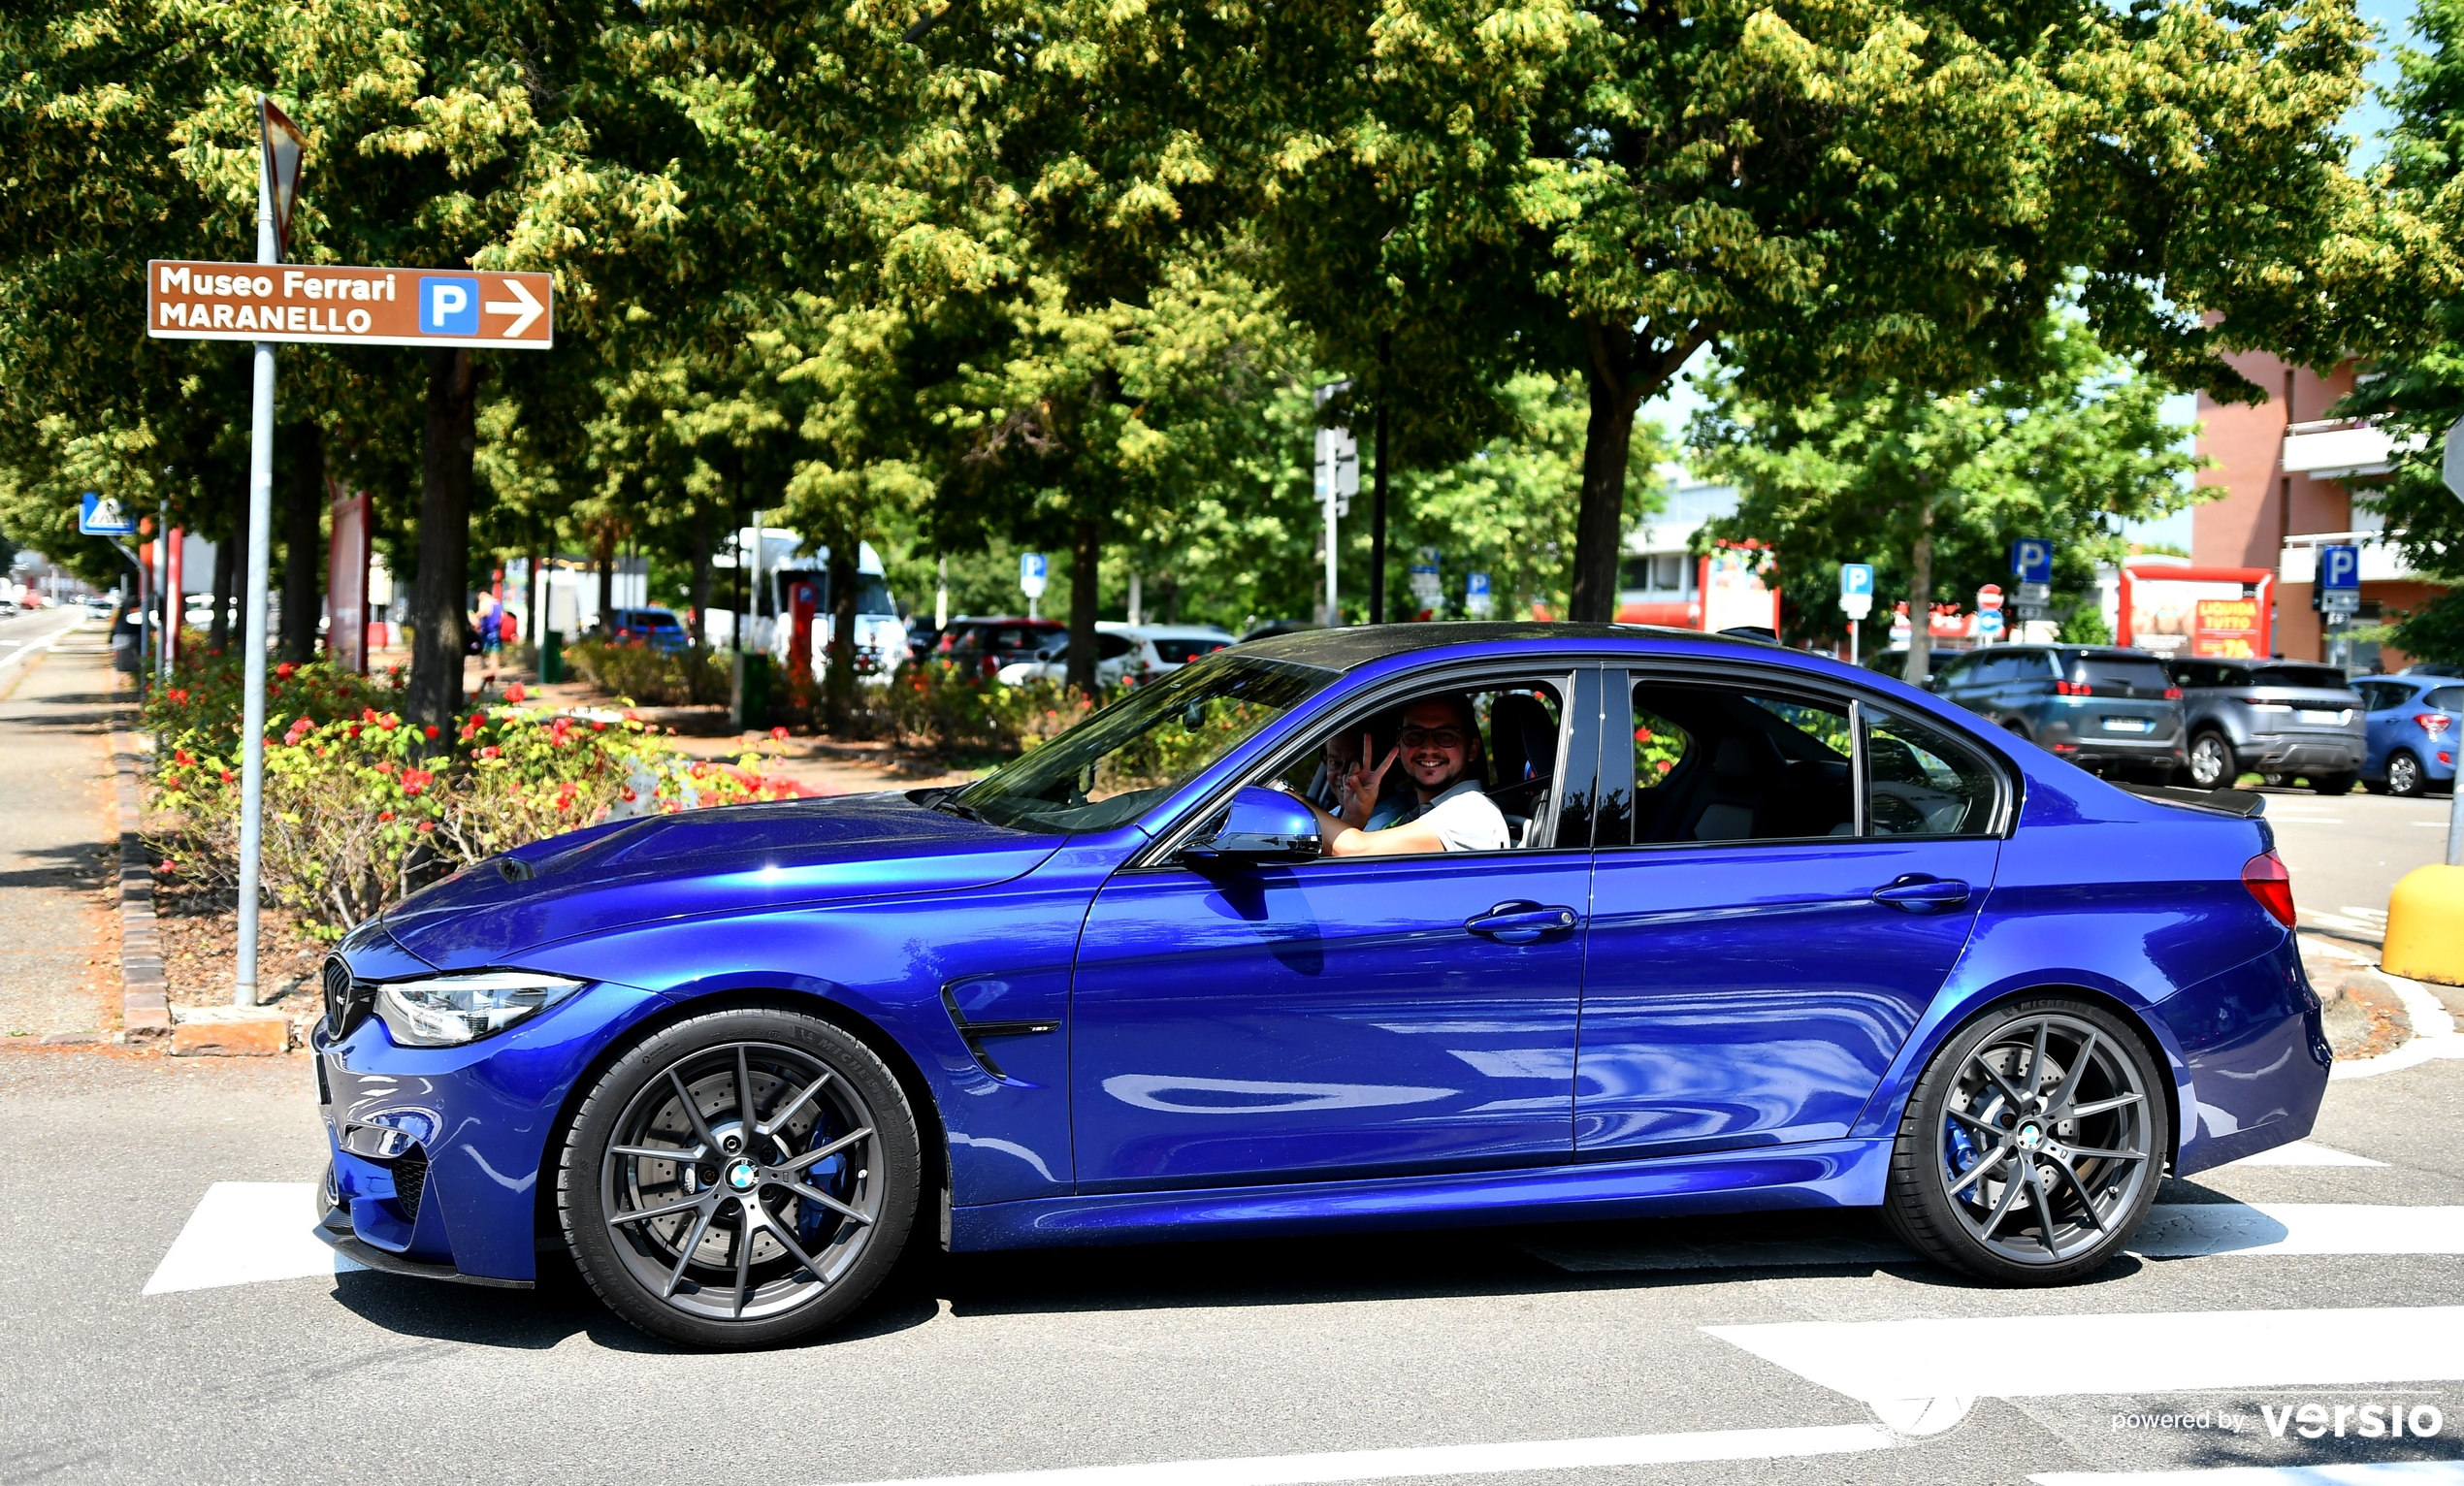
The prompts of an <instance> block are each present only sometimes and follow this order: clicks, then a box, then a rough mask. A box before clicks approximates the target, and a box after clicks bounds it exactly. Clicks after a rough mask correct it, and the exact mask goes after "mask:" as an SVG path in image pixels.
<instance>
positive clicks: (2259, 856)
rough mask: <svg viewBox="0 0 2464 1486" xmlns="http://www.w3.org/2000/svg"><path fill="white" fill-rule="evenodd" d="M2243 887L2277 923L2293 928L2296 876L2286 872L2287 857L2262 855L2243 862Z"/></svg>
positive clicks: (2271, 854) (2242, 879) (2290, 928)
mask: <svg viewBox="0 0 2464 1486" xmlns="http://www.w3.org/2000/svg"><path fill="white" fill-rule="evenodd" d="M2242 887H2247V890H2250V897H2255V899H2259V907H2262V909H2267V914H2269V917H2272V919H2274V922H2279V924H2284V927H2287V929H2292V927H2294V875H2292V872H2287V870H2284V858H2279V855H2277V853H2262V855H2255V858H2250V860H2247V863H2242Z"/></svg>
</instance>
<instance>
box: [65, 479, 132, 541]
mask: <svg viewBox="0 0 2464 1486" xmlns="http://www.w3.org/2000/svg"><path fill="white" fill-rule="evenodd" d="M76 530H79V532H84V535H86V537H133V535H138V518H133V515H131V513H128V510H126V508H123V505H121V503H118V500H116V498H113V495H96V493H94V490H86V493H84V498H81V500H79V505H76Z"/></svg>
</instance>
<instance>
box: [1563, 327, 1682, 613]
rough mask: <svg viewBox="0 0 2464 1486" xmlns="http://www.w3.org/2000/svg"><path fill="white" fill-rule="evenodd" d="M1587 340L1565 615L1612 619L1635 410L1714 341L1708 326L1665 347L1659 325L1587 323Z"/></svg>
mask: <svg viewBox="0 0 2464 1486" xmlns="http://www.w3.org/2000/svg"><path fill="white" fill-rule="evenodd" d="M1582 328H1584V338H1587V343H1589V362H1587V367H1584V382H1587V384H1589V389H1592V421H1589V424H1587V426H1584V436H1582V505H1579V508H1577V513H1574V591H1572V601H1570V604H1567V619H1579V621H1592V623H1609V621H1611V619H1616V562H1619V557H1621V554H1624V547H1626V458H1629V453H1631V449H1634V409H1639V407H1641V404H1643V399H1646V397H1656V394H1658V392H1661V389H1663V387H1668V382H1671V380H1673V377H1676V375H1678V372H1683V370H1685V362H1688V360H1693V352H1695V350H1700V347H1703V343H1705V340H1710V328H1708V325H1688V328H1685V333H1680V335H1676V338H1673V340H1671V343H1668V345H1666V347H1661V343H1658V340H1661V338H1658V333H1653V330H1643V333H1636V330H1631V328H1626V325H1607V323H1602V320H1594V318H1587V320H1584V323H1582Z"/></svg>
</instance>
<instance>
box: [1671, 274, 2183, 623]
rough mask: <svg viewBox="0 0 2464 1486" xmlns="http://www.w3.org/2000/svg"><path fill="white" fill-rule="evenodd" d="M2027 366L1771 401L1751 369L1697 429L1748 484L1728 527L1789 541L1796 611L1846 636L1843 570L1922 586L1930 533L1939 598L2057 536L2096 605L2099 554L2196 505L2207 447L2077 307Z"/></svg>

+ + + + +

■ Work required
Count the lines of the listing above that contain the word "clicks". Reply with the number alone.

■ Result of this task
3